* start Information given *

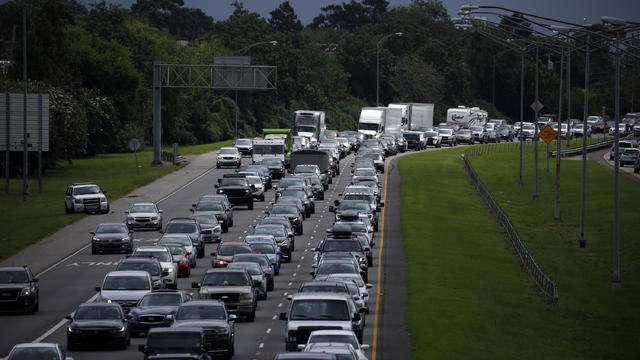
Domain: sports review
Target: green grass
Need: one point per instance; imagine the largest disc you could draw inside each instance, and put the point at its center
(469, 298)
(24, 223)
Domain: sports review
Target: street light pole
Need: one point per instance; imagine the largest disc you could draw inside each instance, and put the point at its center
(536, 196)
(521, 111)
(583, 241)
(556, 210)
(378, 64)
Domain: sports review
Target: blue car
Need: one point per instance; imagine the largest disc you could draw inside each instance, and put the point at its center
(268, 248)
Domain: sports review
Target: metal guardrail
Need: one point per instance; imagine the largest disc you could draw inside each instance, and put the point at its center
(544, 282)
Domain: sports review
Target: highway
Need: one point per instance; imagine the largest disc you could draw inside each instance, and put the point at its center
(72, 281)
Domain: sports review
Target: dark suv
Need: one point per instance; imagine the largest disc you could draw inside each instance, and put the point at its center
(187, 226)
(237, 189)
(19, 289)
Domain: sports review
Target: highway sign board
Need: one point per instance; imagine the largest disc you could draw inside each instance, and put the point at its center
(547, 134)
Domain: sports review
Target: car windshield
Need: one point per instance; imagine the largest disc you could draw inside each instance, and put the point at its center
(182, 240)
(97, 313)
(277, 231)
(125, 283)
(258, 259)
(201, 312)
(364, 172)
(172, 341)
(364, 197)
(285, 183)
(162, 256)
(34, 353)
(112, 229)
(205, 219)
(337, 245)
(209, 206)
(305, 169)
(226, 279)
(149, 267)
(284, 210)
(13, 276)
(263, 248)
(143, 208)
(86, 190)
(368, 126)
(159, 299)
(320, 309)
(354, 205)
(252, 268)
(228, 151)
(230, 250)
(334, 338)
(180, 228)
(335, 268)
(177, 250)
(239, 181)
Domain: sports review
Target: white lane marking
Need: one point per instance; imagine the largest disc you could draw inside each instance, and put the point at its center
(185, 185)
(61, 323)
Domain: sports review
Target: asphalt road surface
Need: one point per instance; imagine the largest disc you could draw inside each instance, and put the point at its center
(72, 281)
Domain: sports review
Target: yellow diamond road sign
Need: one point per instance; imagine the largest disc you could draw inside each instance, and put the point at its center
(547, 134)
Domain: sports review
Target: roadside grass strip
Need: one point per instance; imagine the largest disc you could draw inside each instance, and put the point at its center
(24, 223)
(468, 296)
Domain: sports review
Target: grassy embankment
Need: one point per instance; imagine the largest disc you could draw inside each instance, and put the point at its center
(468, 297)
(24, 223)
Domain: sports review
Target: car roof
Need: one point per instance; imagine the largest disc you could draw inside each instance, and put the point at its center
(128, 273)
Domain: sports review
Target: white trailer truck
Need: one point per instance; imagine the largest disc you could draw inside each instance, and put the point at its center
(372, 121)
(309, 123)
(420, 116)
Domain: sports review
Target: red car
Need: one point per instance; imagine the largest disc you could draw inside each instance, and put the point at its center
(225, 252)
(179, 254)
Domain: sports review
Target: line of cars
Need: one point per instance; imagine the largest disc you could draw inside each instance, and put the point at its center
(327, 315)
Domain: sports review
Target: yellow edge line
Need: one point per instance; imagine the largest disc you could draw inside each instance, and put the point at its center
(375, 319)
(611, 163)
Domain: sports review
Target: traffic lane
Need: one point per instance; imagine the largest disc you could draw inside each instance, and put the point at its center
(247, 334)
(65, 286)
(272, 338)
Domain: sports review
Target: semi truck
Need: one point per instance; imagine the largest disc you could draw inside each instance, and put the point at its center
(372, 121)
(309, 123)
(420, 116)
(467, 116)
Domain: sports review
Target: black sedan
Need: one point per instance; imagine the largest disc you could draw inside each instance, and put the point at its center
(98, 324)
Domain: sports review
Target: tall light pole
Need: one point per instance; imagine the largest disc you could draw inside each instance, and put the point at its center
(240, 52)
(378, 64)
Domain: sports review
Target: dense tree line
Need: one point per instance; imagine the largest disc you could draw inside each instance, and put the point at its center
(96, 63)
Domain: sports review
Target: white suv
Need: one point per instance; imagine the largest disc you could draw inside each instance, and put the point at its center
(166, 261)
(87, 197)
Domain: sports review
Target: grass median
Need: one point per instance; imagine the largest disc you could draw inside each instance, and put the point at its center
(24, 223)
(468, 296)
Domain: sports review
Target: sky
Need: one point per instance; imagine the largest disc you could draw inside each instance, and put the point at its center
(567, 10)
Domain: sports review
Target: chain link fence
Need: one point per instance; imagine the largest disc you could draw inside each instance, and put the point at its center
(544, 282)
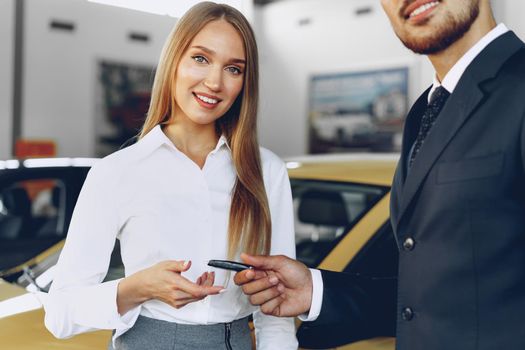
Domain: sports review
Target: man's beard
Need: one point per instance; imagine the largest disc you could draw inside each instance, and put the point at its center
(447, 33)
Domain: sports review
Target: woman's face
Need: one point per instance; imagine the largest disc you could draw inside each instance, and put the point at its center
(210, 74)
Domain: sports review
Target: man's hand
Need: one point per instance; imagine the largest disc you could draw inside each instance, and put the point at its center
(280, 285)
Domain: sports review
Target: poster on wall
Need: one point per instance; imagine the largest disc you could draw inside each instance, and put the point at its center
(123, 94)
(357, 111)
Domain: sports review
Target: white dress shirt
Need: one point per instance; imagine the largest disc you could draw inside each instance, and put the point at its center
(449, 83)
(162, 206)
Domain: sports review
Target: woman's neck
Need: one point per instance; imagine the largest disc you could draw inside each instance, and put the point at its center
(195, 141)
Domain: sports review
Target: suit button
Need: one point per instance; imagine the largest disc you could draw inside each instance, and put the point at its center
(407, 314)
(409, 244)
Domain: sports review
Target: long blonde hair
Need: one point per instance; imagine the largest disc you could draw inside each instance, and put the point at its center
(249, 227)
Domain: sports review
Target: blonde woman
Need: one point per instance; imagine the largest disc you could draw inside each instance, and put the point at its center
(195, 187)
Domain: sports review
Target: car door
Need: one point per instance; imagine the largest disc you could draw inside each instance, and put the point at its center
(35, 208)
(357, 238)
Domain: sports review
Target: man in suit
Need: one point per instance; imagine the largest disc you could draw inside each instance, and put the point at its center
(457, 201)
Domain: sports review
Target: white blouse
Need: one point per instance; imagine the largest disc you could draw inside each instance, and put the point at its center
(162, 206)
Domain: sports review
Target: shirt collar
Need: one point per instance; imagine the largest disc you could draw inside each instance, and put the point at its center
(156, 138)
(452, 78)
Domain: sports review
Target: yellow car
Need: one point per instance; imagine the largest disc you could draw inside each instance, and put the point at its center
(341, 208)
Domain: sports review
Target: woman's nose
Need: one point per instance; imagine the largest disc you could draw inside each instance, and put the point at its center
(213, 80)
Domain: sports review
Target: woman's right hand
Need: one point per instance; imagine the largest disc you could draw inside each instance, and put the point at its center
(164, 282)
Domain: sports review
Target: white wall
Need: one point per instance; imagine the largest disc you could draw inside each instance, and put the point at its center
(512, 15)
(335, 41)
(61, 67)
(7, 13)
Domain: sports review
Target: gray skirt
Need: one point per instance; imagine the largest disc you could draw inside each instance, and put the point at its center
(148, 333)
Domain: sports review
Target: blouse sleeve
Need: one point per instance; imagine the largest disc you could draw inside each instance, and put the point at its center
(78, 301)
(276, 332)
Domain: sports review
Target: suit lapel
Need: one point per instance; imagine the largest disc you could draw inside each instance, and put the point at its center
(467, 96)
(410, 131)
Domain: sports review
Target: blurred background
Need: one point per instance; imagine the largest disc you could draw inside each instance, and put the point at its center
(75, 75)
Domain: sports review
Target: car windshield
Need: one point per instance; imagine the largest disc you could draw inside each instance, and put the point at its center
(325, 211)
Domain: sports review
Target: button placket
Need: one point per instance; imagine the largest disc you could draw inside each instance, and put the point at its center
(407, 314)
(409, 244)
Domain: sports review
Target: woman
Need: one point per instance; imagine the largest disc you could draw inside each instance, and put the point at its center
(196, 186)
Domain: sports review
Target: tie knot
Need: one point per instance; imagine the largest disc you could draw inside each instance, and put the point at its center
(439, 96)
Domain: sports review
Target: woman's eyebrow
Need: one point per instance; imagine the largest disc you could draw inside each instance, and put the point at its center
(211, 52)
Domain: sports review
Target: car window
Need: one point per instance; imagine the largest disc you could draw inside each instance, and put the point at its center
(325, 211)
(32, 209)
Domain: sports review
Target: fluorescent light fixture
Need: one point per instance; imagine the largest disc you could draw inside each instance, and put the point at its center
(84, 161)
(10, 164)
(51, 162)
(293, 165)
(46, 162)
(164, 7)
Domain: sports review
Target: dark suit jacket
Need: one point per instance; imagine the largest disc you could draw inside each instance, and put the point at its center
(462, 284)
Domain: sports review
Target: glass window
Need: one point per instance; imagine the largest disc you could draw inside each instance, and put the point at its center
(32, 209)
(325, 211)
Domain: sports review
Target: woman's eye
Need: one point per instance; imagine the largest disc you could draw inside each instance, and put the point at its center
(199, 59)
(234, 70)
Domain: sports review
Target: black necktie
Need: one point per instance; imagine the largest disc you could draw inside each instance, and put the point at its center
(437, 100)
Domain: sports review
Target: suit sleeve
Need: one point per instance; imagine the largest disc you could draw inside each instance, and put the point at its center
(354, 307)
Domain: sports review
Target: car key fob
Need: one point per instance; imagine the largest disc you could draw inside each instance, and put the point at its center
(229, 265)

* end Information given *

• [Set task] Gather every line in the rows above that contains the string "button". Case matters.

• [Answer for the task]
Target: suit button
Target: button placket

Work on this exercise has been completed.